● GOAL: Reproduce every one of the records below word for word, omitting the pictures.

● DATA FOR THIS EXERCISE:
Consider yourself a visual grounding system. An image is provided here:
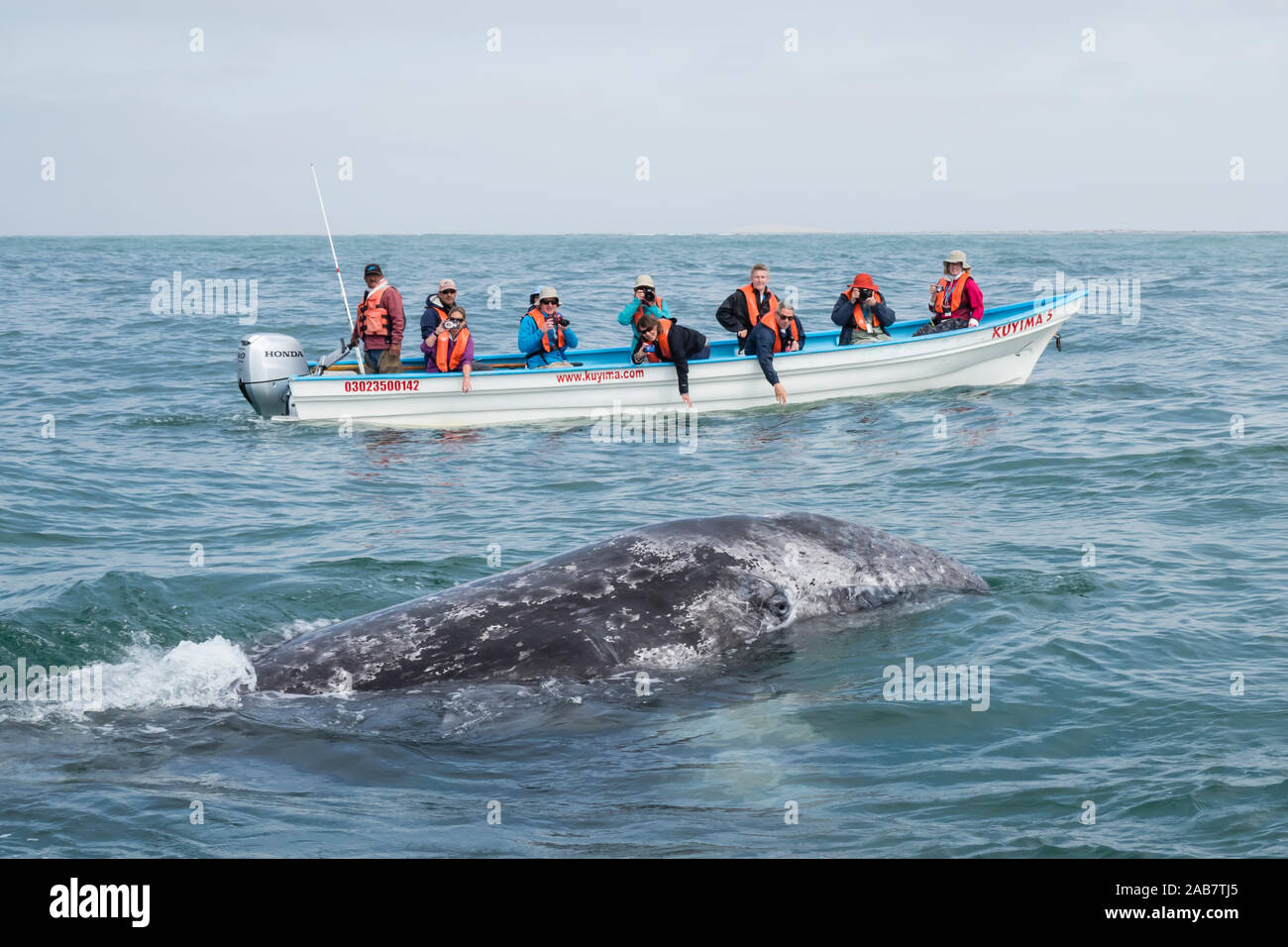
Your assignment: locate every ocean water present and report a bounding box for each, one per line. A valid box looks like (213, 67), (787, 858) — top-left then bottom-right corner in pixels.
(0, 233), (1288, 857)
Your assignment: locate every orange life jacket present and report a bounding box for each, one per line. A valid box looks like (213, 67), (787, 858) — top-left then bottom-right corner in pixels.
(645, 320), (675, 362)
(434, 326), (471, 371)
(358, 283), (394, 344)
(930, 271), (970, 316)
(854, 290), (885, 333)
(774, 313), (802, 352)
(742, 283), (778, 333)
(519, 305), (564, 352)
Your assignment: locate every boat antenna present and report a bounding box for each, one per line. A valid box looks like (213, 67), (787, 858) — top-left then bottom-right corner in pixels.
(309, 161), (368, 374)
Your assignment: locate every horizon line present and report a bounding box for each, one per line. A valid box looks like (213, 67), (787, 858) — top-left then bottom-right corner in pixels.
(0, 227), (1288, 240)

● THE ANSWER:
Consider yourself a visual grounding system. An image is provided here:
Your assignment: locate every ocean water present and report a bounding box for each, one per line. A valid box looks like (213, 67), (787, 858) — top-left then bottom-right corner in pixels.
(0, 233), (1288, 857)
Your assignment: locate every orange life jacket present and report a bounding box for each, one per line. A valid box looks like (213, 67), (787, 858) — top-left then bottom-right corner in pixels.
(645, 320), (675, 362)
(434, 326), (471, 371)
(358, 283), (394, 344)
(930, 271), (970, 316)
(854, 290), (885, 333)
(774, 313), (802, 352)
(742, 283), (778, 333)
(519, 305), (564, 352)
Your assignment: locate every boat antenna present and report a bounding box for each, one per line. A valid box looks like (213, 67), (787, 858) — top-left then bottom-right corner in pixels.
(309, 161), (368, 374)
Your assignment: locate every horizon line present and report a bounding box for each, one per line. A valid box looks like (213, 67), (787, 858) — top-left then bottom-right corner in pixels.
(0, 227), (1288, 240)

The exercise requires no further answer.